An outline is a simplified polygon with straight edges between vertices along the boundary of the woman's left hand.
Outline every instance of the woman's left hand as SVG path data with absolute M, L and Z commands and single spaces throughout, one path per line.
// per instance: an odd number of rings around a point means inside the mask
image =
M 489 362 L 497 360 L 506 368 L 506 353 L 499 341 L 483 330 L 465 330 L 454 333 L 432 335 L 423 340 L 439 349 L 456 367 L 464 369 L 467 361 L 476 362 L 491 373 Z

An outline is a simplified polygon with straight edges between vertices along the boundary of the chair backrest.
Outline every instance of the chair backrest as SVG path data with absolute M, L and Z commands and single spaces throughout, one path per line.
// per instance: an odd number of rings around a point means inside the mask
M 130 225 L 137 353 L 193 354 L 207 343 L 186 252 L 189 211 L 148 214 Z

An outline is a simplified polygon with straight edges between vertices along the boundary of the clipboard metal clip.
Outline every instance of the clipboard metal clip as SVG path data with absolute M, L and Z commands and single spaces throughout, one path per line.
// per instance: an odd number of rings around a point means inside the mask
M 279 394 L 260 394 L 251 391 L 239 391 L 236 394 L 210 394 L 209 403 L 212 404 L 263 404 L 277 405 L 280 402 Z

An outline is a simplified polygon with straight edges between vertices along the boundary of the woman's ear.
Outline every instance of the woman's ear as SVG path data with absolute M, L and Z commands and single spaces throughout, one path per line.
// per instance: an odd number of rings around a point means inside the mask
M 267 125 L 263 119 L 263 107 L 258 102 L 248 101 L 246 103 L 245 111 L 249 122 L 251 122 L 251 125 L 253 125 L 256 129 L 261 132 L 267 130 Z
========================================================================
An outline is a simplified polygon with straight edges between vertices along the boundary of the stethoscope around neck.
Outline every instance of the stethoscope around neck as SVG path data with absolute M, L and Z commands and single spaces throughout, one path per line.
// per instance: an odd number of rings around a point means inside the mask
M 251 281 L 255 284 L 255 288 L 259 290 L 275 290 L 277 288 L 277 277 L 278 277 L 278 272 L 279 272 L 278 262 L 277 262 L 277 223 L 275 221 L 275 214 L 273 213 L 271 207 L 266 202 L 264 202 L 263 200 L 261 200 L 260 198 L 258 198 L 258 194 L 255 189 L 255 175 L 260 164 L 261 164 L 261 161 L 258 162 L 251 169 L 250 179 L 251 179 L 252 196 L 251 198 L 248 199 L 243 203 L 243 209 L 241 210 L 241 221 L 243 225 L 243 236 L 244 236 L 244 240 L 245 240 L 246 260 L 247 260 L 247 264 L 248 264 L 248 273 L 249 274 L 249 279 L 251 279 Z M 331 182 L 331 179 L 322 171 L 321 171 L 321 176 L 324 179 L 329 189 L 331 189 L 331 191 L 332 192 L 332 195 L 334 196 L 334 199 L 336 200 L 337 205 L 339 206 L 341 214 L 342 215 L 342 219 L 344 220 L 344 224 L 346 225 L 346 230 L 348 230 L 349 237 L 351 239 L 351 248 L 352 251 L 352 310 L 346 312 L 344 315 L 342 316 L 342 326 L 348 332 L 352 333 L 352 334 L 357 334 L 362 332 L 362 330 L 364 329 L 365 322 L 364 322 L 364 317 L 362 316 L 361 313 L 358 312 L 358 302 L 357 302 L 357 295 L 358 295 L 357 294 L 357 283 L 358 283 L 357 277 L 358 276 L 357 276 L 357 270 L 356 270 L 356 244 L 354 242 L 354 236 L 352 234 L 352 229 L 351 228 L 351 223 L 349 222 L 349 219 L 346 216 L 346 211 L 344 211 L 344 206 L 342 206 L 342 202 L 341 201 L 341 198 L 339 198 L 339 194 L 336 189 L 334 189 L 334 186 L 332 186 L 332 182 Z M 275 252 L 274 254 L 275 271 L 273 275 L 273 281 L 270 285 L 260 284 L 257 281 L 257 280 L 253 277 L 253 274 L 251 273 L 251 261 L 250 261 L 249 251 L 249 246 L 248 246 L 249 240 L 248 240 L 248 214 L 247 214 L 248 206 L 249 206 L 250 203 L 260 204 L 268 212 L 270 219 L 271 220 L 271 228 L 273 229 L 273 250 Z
========================================================================
> **TASK PROMPT**:
Rewrite the entries starting at the line containing "woman's left hand." and ending at the line containing "M 279 394 L", changing "chair backrest" to "chair back" and leaving everything else as it is.

> **REPLY**:
An outline is a simplified polygon with straight edges between vertices along the boundary of the woman's left hand.
Outline every instance of the woman's left hand as SVG path data with absolute M, L and Z commands and single spaces throughout, one path per line.
// per instance: an odd number of rings around a point means inside the mask
image =
M 489 362 L 497 360 L 506 368 L 506 353 L 499 341 L 483 330 L 465 330 L 454 333 L 432 335 L 423 340 L 439 349 L 456 367 L 464 369 L 467 361 L 476 362 L 491 373 Z

An outline is a simplified polygon with straight edges between vertices along the boundary of the chair back.
Outline every instance of the chair back as SVG path data with absolute M, L and Z commands and single spaces throughout, one path per line.
// per instance: an odd number of rings around a point means inside the mask
M 130 225 L 137 353 L 193 354 L 207 343 L 186 252 L 189 211 L 148 214 Z

An outline is a simplified polygon with straight edges between vertices along the boundary of the clipboard metal clip.
Outline every instance of the clipboard metal clip as SVG path data with absolute M, L and Z commands and single spaces throughout, one path per line.
// per instance: an odd number of rings around a point means inside the mask
M 279 394 L 260 394 L 251 391 L 239 391 L 236 394 L 210 394 L 209 403 L 212 404 L 263 404 L 277 405 L 280 402 Z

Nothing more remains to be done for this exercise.